Starting at the line with "Target = wooden grave marker post" in it, reproduce each line below through the last one, exactly, and include nothing else.
========
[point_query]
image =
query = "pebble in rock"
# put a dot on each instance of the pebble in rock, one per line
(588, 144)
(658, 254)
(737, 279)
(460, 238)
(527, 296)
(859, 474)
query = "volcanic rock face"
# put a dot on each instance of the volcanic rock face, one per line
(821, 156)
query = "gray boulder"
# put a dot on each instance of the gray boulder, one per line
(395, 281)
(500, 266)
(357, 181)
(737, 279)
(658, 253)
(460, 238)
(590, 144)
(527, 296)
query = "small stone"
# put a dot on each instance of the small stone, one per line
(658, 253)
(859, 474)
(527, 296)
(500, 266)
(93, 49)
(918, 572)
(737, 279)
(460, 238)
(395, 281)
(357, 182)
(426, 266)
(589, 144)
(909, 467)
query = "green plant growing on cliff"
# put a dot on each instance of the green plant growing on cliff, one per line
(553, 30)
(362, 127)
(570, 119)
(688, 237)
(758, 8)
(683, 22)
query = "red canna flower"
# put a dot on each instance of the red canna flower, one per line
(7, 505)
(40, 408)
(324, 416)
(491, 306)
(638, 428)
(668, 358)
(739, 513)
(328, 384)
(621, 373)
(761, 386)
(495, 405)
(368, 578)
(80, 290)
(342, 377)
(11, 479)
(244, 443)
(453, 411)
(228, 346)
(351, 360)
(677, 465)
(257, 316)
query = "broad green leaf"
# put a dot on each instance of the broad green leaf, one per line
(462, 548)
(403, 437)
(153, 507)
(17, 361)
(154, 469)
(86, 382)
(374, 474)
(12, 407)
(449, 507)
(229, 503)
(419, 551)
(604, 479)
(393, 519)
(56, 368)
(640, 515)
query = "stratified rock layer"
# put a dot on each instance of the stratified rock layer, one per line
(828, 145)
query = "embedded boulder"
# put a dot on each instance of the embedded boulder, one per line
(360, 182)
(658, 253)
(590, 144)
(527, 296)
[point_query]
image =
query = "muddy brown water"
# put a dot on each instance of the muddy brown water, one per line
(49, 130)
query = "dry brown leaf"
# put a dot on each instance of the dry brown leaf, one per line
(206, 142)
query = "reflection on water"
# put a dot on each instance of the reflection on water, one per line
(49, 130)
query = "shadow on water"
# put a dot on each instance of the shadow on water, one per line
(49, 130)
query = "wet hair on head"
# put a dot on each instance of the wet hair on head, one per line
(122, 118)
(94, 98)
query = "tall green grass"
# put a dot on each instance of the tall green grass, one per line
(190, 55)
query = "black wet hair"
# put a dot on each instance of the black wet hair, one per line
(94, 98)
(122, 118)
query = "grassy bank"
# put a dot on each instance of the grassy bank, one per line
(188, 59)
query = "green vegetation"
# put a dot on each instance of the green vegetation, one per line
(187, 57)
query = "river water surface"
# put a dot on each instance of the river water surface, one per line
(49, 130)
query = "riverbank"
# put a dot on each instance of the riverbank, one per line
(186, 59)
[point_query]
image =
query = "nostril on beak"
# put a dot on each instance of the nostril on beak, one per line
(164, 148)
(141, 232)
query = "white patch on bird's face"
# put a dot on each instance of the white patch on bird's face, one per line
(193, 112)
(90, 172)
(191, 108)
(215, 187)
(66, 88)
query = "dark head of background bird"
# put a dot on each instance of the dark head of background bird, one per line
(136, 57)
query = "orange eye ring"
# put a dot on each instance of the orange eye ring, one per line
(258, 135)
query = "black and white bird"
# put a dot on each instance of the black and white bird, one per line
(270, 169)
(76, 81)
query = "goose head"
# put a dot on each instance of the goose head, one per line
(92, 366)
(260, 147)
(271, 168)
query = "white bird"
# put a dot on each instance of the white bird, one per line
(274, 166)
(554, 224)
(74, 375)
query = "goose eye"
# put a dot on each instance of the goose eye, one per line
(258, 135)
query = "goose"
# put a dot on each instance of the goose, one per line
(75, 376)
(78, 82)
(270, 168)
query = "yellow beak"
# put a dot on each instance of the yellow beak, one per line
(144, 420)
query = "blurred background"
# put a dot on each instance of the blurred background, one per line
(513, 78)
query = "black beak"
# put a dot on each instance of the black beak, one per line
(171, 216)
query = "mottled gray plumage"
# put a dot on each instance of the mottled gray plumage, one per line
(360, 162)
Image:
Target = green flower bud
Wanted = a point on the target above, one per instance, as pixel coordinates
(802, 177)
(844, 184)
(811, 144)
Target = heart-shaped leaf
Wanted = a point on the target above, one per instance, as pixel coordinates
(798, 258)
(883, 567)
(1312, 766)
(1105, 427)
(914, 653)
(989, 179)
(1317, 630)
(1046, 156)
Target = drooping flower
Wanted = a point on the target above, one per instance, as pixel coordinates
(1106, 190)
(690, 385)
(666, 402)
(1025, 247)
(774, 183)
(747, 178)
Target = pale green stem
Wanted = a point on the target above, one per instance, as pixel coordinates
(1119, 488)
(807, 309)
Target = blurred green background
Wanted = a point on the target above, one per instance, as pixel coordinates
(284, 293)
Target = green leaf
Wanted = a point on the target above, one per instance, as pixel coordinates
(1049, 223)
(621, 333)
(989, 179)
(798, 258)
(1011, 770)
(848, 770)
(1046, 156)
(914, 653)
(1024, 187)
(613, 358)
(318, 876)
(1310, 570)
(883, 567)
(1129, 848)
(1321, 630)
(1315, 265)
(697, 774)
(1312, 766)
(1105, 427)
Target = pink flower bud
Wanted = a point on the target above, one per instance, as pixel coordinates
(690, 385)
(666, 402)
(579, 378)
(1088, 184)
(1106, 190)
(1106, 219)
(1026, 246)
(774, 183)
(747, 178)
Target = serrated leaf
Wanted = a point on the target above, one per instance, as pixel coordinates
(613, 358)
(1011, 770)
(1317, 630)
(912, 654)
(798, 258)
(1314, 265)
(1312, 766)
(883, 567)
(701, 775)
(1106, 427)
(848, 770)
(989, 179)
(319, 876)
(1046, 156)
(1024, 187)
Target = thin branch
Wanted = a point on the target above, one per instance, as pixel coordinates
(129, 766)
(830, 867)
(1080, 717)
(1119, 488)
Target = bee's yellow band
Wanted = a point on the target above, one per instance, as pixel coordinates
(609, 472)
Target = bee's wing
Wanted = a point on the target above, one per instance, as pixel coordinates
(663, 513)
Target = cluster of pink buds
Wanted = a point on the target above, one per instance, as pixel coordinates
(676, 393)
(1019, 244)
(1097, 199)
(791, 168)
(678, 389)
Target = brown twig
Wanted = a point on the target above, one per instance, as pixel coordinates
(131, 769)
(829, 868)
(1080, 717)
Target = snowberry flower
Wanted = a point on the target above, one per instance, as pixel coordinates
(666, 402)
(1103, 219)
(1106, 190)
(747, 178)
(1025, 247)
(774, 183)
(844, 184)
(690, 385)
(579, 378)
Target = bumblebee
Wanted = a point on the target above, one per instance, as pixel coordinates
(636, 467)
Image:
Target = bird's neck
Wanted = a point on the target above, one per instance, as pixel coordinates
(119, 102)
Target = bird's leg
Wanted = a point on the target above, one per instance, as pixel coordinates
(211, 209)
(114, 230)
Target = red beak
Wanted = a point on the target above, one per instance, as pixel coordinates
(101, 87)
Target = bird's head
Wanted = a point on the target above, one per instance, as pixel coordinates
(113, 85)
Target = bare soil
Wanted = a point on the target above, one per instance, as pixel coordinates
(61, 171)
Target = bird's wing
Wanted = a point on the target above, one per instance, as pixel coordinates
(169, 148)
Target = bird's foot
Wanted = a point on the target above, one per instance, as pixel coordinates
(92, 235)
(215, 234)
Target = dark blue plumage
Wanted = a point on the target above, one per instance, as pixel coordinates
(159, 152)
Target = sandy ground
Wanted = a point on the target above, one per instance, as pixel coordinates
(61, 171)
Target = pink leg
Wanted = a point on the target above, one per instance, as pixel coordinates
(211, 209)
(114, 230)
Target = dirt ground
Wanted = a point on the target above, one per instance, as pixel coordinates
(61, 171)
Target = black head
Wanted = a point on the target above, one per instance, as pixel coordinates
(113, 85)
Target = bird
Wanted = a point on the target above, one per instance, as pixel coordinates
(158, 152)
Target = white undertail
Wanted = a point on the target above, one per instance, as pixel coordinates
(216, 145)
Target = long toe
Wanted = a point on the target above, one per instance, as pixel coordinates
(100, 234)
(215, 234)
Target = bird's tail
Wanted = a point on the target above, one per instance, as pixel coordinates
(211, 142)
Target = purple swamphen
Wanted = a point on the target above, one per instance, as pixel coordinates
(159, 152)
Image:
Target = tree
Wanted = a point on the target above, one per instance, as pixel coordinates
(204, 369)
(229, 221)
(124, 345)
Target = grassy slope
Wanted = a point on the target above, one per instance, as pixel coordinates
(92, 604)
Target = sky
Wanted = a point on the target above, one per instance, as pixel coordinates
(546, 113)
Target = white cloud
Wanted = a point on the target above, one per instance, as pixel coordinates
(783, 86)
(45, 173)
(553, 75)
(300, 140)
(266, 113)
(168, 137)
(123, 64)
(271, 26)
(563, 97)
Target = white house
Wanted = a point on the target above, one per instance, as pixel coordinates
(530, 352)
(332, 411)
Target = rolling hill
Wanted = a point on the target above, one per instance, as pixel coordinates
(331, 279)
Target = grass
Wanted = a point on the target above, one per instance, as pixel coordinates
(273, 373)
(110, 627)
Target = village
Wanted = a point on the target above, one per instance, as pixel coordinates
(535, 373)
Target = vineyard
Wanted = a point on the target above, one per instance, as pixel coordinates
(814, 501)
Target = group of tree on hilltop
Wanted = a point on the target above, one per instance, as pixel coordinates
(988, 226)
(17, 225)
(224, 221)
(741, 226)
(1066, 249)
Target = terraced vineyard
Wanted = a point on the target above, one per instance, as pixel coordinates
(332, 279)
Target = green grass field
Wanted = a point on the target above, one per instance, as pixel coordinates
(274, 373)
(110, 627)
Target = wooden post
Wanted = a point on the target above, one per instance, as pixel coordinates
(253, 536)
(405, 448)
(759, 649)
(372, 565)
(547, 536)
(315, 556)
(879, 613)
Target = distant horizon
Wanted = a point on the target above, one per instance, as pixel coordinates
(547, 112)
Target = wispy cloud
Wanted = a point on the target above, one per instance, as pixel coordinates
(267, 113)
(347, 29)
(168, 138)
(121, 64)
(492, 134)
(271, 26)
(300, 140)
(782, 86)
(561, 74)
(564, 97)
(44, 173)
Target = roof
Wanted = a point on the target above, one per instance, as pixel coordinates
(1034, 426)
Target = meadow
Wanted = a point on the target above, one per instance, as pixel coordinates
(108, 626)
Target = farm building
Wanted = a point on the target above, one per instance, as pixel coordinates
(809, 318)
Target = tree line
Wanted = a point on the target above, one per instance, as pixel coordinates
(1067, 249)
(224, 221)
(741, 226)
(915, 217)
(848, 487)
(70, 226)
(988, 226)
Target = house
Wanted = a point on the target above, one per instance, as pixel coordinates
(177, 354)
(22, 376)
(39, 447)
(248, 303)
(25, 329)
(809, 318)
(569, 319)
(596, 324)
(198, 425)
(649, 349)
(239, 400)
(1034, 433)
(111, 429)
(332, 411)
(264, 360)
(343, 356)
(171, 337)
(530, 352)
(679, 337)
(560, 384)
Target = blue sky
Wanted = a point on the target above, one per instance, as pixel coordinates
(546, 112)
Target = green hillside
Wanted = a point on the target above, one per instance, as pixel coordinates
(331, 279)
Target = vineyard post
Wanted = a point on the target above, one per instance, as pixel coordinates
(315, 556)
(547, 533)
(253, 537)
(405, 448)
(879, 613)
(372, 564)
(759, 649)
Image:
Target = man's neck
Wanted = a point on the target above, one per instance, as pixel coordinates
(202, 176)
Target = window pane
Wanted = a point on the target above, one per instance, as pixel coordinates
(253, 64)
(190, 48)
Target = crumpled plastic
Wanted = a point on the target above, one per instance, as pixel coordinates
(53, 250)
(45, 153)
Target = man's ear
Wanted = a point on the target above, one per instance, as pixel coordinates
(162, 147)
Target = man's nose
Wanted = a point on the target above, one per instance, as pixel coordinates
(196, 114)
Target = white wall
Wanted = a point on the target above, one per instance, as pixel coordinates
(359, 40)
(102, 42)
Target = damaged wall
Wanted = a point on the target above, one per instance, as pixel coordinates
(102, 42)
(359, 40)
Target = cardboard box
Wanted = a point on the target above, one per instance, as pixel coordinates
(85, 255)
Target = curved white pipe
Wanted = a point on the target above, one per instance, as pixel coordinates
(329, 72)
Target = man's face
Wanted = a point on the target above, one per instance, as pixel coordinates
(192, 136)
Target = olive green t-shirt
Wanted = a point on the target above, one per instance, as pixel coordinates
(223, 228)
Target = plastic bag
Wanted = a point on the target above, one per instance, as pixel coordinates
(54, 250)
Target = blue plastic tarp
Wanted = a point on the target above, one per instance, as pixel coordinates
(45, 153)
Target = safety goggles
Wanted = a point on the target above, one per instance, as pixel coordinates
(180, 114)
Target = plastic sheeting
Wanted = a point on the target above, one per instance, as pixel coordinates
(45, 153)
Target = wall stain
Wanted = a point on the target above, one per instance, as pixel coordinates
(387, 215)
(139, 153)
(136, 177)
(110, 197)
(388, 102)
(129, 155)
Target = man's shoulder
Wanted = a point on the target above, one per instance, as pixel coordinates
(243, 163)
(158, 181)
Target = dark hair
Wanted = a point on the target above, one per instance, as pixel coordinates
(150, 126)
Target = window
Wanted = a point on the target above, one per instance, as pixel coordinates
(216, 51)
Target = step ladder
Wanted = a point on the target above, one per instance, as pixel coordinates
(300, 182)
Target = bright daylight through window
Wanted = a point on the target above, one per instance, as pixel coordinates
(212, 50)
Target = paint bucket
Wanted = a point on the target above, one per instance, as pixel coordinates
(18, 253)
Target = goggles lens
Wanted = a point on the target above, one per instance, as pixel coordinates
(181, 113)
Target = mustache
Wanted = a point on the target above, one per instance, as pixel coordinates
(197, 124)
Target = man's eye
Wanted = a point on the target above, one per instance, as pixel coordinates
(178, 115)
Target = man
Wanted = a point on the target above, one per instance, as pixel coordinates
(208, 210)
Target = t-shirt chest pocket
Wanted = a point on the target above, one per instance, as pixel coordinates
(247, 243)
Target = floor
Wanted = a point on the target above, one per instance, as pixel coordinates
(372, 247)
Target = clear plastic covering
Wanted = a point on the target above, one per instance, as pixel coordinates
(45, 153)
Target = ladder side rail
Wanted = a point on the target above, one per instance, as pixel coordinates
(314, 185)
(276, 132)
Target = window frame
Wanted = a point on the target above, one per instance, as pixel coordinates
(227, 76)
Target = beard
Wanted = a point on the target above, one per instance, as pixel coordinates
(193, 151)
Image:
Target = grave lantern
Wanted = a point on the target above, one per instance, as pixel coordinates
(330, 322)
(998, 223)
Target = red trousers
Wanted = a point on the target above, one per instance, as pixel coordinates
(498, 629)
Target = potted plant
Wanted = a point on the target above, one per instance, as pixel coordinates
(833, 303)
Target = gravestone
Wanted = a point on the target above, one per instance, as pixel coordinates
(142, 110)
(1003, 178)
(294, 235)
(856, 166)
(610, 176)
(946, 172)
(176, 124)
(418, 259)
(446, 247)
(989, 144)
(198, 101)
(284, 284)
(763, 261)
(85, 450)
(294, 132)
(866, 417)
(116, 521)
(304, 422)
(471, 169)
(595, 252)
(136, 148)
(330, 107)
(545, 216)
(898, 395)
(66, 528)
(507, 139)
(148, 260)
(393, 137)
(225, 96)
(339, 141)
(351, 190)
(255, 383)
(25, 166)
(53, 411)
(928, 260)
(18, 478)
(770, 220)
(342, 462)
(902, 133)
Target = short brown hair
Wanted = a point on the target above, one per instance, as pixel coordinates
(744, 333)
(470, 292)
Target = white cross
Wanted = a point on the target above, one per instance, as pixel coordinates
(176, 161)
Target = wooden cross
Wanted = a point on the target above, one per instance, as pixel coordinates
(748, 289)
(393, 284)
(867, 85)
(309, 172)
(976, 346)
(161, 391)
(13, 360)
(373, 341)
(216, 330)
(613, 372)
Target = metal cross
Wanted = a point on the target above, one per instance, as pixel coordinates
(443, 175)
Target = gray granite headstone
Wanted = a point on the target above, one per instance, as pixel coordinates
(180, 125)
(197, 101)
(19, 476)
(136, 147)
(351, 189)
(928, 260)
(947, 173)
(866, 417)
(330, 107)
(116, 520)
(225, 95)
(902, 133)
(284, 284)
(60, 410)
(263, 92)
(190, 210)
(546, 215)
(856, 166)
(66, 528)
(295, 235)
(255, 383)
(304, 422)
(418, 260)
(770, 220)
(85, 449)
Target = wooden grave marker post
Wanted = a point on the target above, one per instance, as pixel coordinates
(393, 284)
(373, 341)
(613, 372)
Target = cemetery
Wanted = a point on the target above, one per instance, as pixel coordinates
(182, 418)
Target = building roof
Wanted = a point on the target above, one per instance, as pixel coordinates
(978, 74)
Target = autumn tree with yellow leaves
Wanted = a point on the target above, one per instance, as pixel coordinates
========
WRITTEN RESPONSE »
Target = wooden grave marker post
Wanted = a point on the target above, one per instance, as pixel coordinates
(393, 284)
(373, 341)
(613, 372)
Target = cemetery
Wanted = a point on the target above, one per instance, as pixel coordinates
(182, 418)
Target = building roof
Wanted = a point on the target above, one per instance, as pixel coordinates
(978, 74)
Target = autumn tree with yellow leaves
Wanted = a point on the target above, one per instance, as pixel coordinates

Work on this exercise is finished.